**CHALLENGE**
Locate each line in the material below that contains the string "twig", matching case exactly, and copy every such line.

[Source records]
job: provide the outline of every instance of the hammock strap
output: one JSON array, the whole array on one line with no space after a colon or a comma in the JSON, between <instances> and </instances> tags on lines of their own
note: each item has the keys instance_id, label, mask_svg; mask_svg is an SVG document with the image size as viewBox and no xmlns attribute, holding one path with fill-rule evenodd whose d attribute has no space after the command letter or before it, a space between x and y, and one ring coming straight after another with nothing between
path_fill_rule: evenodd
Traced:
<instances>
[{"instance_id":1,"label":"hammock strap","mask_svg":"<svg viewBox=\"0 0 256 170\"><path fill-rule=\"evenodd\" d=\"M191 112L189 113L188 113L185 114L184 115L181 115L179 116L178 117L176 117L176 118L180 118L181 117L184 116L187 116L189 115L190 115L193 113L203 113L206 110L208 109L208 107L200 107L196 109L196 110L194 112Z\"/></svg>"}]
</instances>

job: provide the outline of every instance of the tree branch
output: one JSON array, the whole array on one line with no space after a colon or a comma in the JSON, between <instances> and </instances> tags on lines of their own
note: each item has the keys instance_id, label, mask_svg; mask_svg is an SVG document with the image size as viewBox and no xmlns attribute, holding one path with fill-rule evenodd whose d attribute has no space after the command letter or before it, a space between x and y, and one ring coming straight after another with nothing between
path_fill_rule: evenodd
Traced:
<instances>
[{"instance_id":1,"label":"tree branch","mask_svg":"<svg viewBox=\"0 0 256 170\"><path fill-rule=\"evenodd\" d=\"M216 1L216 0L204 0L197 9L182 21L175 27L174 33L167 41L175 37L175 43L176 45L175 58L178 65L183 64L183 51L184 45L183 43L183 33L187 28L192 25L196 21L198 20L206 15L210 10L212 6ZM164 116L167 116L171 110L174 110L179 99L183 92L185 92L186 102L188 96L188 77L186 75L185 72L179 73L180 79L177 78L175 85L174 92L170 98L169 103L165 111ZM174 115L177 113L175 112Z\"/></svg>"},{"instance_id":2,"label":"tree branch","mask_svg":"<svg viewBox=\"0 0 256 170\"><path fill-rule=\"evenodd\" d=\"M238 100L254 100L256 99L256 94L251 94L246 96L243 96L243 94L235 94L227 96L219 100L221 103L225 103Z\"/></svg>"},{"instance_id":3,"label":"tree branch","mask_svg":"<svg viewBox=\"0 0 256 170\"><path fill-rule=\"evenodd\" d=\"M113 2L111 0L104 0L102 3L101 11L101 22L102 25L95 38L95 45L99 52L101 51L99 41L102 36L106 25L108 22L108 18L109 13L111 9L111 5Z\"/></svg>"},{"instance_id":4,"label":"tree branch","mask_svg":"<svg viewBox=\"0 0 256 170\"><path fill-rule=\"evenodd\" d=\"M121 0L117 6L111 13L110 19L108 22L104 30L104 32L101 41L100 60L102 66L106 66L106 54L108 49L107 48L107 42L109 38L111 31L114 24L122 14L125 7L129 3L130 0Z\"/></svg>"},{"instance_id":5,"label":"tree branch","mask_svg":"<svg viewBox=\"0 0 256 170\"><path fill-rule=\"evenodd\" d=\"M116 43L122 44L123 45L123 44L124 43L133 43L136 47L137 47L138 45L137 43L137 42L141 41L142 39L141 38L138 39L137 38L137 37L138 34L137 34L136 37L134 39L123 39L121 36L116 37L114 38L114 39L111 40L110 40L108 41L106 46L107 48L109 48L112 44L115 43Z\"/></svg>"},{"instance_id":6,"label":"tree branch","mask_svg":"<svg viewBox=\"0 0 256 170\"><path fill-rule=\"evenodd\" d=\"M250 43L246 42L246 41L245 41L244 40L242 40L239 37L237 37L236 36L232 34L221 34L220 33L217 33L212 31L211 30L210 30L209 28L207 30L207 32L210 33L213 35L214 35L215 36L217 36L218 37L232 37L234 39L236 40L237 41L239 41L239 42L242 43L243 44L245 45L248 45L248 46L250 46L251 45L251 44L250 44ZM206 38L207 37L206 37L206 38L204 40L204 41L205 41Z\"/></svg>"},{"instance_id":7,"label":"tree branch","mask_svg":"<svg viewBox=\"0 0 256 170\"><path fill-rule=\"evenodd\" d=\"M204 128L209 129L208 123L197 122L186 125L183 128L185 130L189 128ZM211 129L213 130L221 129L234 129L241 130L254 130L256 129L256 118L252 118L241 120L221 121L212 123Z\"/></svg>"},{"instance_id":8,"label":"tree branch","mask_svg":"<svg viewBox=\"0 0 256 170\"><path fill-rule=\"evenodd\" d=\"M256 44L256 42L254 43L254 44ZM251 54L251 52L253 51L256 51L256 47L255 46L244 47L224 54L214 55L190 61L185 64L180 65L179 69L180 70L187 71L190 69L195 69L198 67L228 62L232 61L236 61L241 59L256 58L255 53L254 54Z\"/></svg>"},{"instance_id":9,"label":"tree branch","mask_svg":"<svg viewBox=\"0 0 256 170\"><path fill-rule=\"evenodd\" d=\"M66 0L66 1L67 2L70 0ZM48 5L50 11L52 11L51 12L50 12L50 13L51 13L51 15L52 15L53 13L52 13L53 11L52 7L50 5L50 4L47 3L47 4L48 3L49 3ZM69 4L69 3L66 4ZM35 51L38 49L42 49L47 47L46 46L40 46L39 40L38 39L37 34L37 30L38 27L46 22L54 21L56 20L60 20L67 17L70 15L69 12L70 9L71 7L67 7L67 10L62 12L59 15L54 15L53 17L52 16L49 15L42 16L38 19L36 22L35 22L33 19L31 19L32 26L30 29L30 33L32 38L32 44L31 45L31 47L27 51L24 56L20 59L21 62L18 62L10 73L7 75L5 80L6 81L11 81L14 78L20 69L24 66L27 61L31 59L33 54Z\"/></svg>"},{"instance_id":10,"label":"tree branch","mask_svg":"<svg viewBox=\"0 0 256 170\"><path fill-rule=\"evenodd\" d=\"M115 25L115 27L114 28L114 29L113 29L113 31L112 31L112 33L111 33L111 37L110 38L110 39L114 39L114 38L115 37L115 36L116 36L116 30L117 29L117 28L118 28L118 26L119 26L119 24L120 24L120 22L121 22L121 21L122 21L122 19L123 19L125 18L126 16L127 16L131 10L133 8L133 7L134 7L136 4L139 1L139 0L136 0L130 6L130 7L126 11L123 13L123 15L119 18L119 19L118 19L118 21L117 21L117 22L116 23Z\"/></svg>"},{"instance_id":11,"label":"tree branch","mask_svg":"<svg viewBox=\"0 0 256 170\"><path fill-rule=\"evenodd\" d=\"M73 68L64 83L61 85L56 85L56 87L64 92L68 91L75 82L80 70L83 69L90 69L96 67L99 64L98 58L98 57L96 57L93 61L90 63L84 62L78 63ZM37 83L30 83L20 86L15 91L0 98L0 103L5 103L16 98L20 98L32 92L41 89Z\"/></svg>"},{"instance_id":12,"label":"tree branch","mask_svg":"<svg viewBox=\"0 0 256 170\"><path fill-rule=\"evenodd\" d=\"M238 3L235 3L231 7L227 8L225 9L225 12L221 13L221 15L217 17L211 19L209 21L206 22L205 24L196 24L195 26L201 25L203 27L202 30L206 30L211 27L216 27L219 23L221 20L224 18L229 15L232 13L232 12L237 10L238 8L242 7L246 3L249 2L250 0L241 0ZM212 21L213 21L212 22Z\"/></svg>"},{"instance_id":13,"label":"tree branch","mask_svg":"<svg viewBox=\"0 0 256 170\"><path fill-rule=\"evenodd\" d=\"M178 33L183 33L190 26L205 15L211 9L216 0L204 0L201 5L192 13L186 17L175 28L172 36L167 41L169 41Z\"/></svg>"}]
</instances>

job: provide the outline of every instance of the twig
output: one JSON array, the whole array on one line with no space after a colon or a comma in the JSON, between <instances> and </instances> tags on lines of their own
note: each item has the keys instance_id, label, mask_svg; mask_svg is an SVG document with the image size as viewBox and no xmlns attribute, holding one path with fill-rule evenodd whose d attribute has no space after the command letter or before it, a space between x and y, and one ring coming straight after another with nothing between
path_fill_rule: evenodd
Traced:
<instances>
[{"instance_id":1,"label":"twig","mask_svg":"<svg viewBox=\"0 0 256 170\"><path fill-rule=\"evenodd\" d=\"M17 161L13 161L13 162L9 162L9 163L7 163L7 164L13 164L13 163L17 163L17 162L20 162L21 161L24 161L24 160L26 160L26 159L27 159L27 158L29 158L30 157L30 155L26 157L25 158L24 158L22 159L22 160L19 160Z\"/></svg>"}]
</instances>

**SOLVED EXERCISE**
job: provide the outline of every instance of the twig
[{"instance_id":1,"label":"twig","mask_svg":"<svg viewBox=\"0 0 256 170\"><path fill-rule=\"evenodd\" d=\"M17 161L13 161L13 162L9 162L9 163L7 163L7 164L13 164L13 163L17 163L17 162L20 162L21 161L24 161L24 160L26 160L26 159L27 159L27 158L29 158L30 157L30 155L26 157L25 158L24 158L22 159L22 160L19 160Z\"/></svg>"}]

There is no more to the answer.